Selected excerpt >>
┌──

Docket: T-240-12
Citation: 2012 FC 280
Vancouver, British Columbia, February
29, 2012
PRESENT: The Honourable Mr. Justice Simon Noël
BETWEEN:
|
MARK ELDON WILSON
|
|
|
Respondent on Motion
(Applicant)
|
and
|
|
MINISTER OF JUSTICE AND ATTORNEY GENERAL
OF CANADA THE HON. ROB NICHOLSON
|
|
|
Applicant on Motion
(Respondents)
|
REASONS FOR ORDER AND ORDER
[1]
There
is some urgency to render justice on a short-term basis. Therefore, having
heard this motion on Monday, I have asked counsel to be present on Wednesday
morning to hear the oral reasons for order being rendered.
[2]
On
January 12, 2007, the Minister of Justice [the Minister or the Applicant on
Motion] issued an Authority to Proceed [ATP] under section 15 of the Extradition
Act, SC 1999, c 18 [the Extradition Act or the Act] for the
extradition of Mark Eldon Wilson [Mr. Wilson or the Respondent on Motion].

└──

Work to complete >>
A) Reproduce the extradition decision word for word from "Docket: T-240-12" to "(Applicant)".
B) Answer these questions using the extradition decision:
(i) Which judge presided?
(ii) On what day of the week was the motion heard?
(iii) Under which section of the Extradition Act was the Authority to Proceed issued?

Collected data >>
┌──

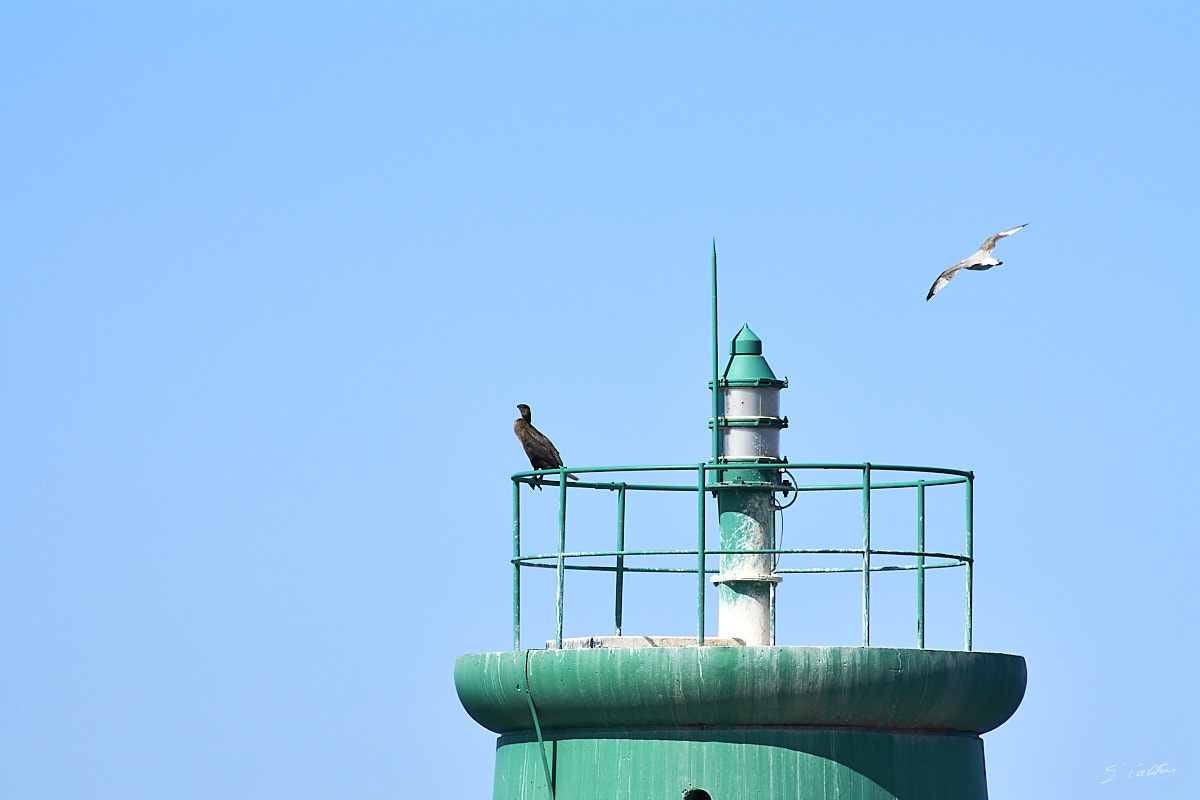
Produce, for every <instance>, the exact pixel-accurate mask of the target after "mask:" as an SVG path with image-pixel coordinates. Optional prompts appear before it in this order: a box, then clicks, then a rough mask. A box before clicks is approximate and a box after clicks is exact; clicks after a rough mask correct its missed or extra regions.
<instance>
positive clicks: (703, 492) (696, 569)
mask: <svg viewBox="0 0 1200 800" xmlns="http://www.w3.org/2000/svg"><path fill="white" fill-rule="evenodd" d="M696 473H697V475H698V477H697V479H696V498H697V499H696V504H697V518H698V522H697V525H696V527H697V528H698V530H697V533H696V537H697V539H696V643H697V644H700V645H703V644H704V464H703V463H702V464H700V465H698V467H697V468H696Z"/></svg>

└──

Answers to each task >>
A)
Docket: T-240-12
Citation: 2012 FC 280
Vancouver, British Columbia, February
29, 2012
PRESENT: The Honourable Mr. Justice Simon Noël
BETWEEN:
|
MARK ELDON WILSON
|
|
|
Respondent on Motion
(Applicant)

B)
(i) The Honourable Mr. Justice Simon Noël
(ii) Monday
(iii) Section 15